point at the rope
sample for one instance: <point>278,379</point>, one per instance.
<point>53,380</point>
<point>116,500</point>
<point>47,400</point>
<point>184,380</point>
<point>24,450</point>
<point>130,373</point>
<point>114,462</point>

═══

**What to work on**
Set out the complete listing exactly as shown.

**Response to this exercise**
point at the rope
sample for one instance: <point>278,379</point>, one per instance.
<point>53,380</point>
<point>116,500</point>
<point>47,400</point>
<point>184,380</point>
<point>24,450</point>
<point>130,373</point>
<point>114,462</point>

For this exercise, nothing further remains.